* Written problem A *
In the post about Edward II, which writer is quoted as admitting he was a "good and loving father"?

* Given text *
■ ■ ■ ■
Here's the post again:

I'm becoming perturbed at a notion I've seen repeated several times recently - in two badly-written and barely-researched novels and various online articles - that Edward II 'ignored' his children and didn't care about them, to the point where he could hardly even remember their names and was unwilling to pay their expenses.  Where the hell does this notion come from?  And why do some people think, as I was informed in a blog comment and an email, that there's actually some historical evidence for it?  I can't imagine, but it's time to put this idiocy to rest right now.  The promised 'evidence', incidentally, was not forthcoming.  Now there's a surprise.  In fact, no historian or non-fiction writer of the last 700 years has ever, to my knowledge, argued that Edward II was a negligent parent; even Alison Weir, who appears to despise him, admits that he was a "good and loving father."  Neither did anyone in his own time claim that he was cruel to or did not love or was in any way neglectful of his children and his responsibilities towards them.  So, therefore, to anyone who is perpetuating this nonsense about him: just stop it.  To anyone who's read this rubbish somewhere and is wondering if there's any truth in it: no, there certainly isn't.  You know, I am so damn sick of people inventing this kind of nasty, hateful nonsense to make Edward more unsympathetic or unlikeable to their readers.  How would you like it if you were accused of being a bad, unloving and neglectful parent when in fact you adore your children and would do anything for them?  It would hurt, wouldn't it?  Why are you saying it about Edward II then?
■ ■ ■ ■
* Records for processing *
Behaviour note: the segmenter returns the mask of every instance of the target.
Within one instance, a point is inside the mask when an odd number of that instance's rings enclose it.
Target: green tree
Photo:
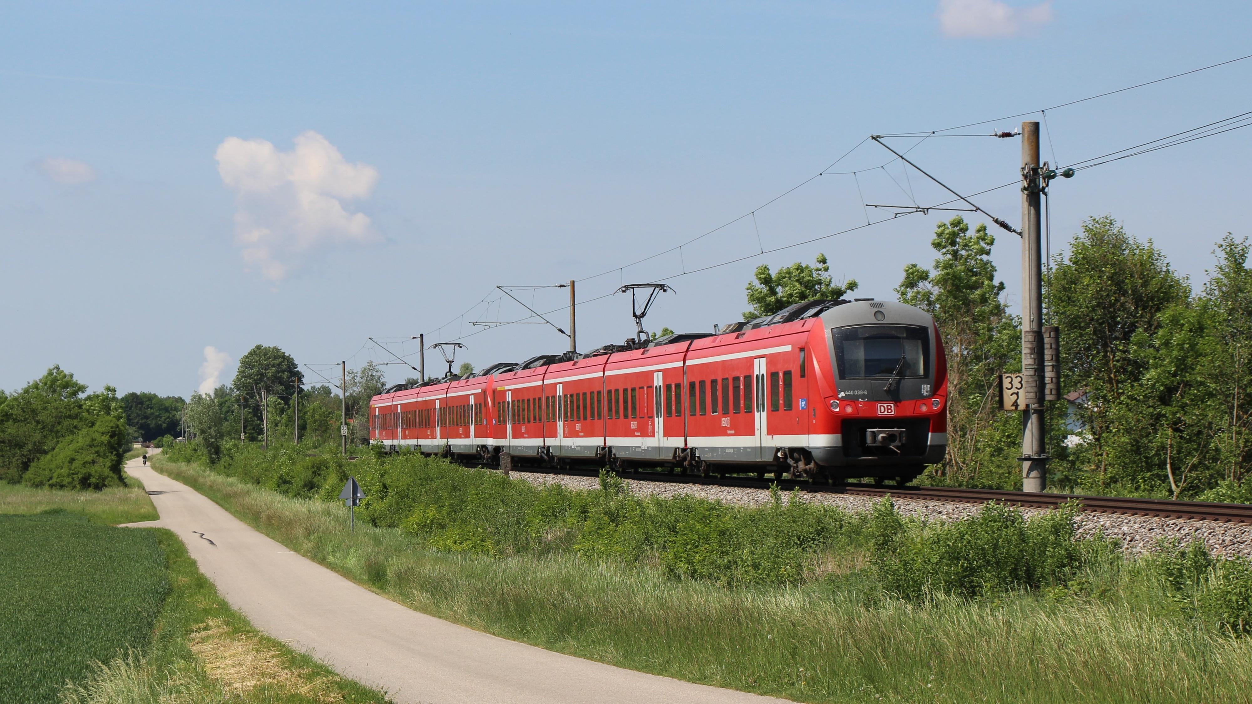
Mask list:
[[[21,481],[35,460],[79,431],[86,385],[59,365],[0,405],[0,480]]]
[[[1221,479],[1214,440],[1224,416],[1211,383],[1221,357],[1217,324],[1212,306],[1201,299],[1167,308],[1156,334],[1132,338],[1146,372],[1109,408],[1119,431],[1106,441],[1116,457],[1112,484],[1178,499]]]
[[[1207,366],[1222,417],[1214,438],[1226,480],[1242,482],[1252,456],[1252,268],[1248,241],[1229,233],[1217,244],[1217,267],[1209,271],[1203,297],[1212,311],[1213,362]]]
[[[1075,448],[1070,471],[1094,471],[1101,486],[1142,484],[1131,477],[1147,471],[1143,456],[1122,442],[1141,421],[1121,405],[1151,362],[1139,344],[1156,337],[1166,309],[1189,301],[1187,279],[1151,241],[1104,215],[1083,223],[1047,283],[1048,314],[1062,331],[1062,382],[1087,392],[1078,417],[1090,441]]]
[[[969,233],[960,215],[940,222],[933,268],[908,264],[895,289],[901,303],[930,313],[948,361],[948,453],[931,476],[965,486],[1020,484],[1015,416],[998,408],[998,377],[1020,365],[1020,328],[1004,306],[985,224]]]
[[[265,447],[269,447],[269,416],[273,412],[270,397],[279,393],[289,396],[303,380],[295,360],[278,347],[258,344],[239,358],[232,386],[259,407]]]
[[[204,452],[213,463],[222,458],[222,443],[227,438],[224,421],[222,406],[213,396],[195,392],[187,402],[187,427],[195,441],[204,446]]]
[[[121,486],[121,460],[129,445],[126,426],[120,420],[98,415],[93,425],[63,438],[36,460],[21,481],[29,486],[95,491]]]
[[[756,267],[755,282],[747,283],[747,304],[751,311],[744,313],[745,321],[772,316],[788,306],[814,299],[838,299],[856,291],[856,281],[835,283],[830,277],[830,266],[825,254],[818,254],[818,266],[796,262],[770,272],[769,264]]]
■ ■ ■ ■
* Written problem B *
Copy out all the rows in Block 1 word for word, without the picture.

* Finished answer A *
Alison Weir.

* Finished answer B *
Behaviour note: the segmenter returns the mask of every instance of the target.
Within one instance, a point is inside the mask when an odd number of that instance's rings enclose it.
Target: green tree
Photo:
Mask list:
[[[21,481],[35,460],[79,431],[86,385],[59,365],[0,405],[0,480]]]
[[[1221,479],[1214,440],[1224,416],[1211,383],[1221,357],[1217,324],[1212,306],[1201,299],[1167,308],[1156,334],[1132,338],[1146,372],[1109,408],[1119,431],[1106,441],[1116,457],[1112,484],[1178,499]]]
[[[1207,366],[1222,417],[1214,438],[1226,480],[1242,482],[1252,456],[1252,268],[1248,241],[1229,233],[1217,244],[1217,267],[1209,271],[1203,297],[1212,311],[1213,362]]]
[[[1075,448],[1070,471],[1094,471],[1101,486],[1142,484],[1131,477],[1147,471],[1143,456],[1122,442],[1141,421],[1121,405],[1151,362],[1139,344],[1156,337],[1166,309],[1189,301],[1187,279],[1151,241],[1104,215],[1083,223],[1047,283],[1048,314],[1062,331],[1062,382],[1087,392],[1078,417],[1090,441]]]
[[[969,233],[960,215],[940,222],[933,268],[908,264],[895,289],[901,303],[930,313],[948,361],[948,453],[931,476],[965,486],[1020,484],[1015,416],[998,408],[998,377],[1020,365],[1020,328],[1004,306],[985,224]]]
[[[265,447],[269,447],[269,416],[273,412],[270,397],[279,393],[289,396],[303,380],[295,360],[278,347],[258,344],[239,358],[232,386],[259,407]]]
[[[204,452],[213,463],[222,458],[222,443],[227,438],[224,421],[222,406],[213,396],[195,392],[187,402],[187,427],[195,441],[204,446]]]
[[[121,486],[121,460],[129,445],[126,426],[120,420],[98,415],[93,425],[63,438],[36,460],[21,481],[29,486],[95,491]]]
[[[756,267],[755,282],[747,283],[747,304],[751,311],[744,313],[745,321],[772,316],[788,306],[814,299],[838,299],[856,291],[856,281],[835,283],[830,277],[830,266],[825,254],[818,254],[818,266],[796,262],[770,272],[769,264]]]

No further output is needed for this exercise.